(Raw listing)
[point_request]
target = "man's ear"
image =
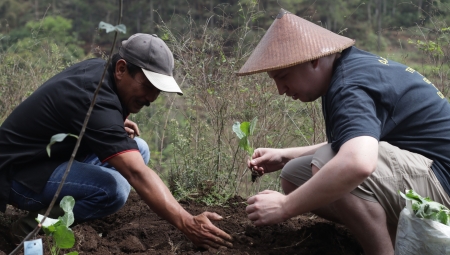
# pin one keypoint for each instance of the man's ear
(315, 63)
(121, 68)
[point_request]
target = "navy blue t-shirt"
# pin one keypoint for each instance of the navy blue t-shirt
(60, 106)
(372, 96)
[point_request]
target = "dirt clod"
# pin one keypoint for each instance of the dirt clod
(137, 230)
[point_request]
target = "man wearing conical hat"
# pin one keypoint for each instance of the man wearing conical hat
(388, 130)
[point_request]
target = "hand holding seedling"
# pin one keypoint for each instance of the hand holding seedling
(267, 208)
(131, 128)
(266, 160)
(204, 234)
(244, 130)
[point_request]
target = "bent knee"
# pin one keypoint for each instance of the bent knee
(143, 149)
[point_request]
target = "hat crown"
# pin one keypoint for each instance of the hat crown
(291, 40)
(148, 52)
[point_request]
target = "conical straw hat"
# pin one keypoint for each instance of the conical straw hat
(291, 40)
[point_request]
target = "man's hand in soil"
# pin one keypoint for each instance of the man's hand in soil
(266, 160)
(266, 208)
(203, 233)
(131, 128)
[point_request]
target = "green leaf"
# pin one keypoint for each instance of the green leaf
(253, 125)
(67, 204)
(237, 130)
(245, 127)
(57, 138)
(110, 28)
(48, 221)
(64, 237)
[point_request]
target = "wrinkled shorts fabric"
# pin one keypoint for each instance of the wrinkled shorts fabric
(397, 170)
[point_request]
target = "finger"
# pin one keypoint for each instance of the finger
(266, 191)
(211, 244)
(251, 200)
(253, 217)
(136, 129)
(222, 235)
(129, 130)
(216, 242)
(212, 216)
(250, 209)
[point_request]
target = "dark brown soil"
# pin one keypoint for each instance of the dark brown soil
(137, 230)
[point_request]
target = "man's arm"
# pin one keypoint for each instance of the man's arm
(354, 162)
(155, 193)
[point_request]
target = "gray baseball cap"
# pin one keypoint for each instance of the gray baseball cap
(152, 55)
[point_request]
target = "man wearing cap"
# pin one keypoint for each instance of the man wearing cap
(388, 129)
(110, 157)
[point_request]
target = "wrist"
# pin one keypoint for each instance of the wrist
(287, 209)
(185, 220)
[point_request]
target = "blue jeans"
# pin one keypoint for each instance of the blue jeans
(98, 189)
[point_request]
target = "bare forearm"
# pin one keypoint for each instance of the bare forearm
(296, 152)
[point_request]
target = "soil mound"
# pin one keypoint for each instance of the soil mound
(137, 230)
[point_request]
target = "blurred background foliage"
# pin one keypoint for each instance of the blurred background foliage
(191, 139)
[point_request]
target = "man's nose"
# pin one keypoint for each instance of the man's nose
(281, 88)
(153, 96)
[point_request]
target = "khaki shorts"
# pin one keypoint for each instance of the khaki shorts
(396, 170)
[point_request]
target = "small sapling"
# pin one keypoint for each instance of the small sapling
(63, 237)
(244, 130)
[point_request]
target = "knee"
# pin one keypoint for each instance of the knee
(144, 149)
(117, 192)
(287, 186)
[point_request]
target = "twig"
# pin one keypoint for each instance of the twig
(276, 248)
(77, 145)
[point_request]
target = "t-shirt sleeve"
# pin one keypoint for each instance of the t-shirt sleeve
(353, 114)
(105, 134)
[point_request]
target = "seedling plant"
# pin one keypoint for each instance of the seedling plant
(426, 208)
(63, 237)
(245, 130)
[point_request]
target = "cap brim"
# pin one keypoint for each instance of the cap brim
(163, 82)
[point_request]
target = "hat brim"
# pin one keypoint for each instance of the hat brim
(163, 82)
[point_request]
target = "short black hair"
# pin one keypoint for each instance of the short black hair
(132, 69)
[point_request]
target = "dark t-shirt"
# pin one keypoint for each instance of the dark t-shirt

- WHAT IS BEING ASKED: How many lines in the listing contain the string "shirt"? Reply with the number alone.

- COMPLETE OUTPUT: 6